Your goal
In the entries below, return only the line containing "point_to SHOULD mark one point per instance of the woman's lips" and those after it, exactly, through the last line.

Records from a data source:
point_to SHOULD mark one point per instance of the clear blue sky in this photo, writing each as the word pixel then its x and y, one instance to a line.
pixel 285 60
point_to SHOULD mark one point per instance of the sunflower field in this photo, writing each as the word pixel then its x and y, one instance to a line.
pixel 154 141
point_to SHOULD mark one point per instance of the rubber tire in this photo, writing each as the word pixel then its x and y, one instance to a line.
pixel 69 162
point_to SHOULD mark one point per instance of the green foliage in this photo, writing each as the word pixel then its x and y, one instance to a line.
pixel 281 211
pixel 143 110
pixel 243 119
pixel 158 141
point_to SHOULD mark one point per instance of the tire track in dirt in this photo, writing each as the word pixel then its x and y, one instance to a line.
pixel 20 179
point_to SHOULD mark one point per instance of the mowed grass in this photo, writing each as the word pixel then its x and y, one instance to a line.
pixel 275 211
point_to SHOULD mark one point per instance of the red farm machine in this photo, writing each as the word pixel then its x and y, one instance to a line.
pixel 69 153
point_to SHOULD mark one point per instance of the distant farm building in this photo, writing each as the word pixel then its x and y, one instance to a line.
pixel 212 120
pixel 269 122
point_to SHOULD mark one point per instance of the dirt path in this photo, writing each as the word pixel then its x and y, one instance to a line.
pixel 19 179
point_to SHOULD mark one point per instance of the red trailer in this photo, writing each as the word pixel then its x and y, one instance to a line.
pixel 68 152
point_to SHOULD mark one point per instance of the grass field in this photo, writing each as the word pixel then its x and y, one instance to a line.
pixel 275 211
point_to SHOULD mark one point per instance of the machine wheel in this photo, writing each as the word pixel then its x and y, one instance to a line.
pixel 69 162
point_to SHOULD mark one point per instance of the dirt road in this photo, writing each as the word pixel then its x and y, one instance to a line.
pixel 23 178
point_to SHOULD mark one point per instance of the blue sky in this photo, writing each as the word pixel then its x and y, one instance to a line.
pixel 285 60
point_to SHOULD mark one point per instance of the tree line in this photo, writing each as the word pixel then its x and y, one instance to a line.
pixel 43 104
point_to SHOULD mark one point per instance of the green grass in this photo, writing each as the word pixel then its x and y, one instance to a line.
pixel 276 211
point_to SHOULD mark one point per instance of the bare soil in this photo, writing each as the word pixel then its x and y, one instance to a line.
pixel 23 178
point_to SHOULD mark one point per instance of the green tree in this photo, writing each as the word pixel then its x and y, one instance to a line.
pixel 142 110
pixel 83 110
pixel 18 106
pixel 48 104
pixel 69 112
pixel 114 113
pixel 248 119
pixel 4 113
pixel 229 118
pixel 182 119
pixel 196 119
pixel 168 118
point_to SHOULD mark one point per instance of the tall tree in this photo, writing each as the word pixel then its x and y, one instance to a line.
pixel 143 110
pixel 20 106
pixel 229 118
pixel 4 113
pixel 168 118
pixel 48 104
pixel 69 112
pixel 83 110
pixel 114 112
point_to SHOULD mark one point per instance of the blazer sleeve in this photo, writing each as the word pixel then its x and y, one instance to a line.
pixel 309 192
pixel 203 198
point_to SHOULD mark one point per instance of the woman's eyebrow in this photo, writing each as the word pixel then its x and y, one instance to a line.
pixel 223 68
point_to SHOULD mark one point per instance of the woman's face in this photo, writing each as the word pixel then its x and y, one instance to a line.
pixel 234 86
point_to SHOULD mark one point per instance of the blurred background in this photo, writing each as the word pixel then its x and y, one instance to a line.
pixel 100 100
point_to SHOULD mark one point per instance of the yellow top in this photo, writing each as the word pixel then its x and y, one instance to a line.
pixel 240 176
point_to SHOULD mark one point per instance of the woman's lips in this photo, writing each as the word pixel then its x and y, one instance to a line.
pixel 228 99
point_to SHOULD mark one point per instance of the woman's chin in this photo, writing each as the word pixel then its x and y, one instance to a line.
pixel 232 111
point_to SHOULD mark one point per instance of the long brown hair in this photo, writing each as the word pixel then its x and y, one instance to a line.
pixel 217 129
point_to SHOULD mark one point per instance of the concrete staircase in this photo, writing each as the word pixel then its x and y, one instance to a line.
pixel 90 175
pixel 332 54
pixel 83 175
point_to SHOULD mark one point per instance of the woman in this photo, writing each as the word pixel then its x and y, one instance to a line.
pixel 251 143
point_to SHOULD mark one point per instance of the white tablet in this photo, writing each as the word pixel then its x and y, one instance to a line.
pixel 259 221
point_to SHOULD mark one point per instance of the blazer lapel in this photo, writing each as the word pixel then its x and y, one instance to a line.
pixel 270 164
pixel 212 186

Your solution
point_to SHOULD mark one point per instance of the woman's lips in this photo, writing each as the word pixel then its x and y, one instance to a line.
pixel 228 99
point_to SHOULD mark one point per instance of the woman's chin in this photo, writing each as the word pixel then its x and y, one instance to a line.
pixel 232 111
point_to SHOULD mark one point per instance of the long brown hair in this photo, writing each as the word pixel then its x and y, one instance to a line.
pixel 217 129
point_to SHOULD mark one point per instance of the concrete staircase in this photo, writing each as the word pixel then its x and y, one instance to a line.
pixel 90 175
pixel 332 54
pixel 83 175
point_to SHOULD mark one point per instance of the woman in this photo, writing each as the word pixel then its x and y, one instance to a line.
pixel 251 143
point_to SHOULD mark one point per instance of the white tablet in this photo, writing each as the word pixel then its x and y, one instance to a line.
pixel 259 221
point_to SHOULD mark one point per instance of the blazer lapel in this photo, writing each as the word pixel then its x and y, one instance to a line.
pixel 270 164
pixel 212 186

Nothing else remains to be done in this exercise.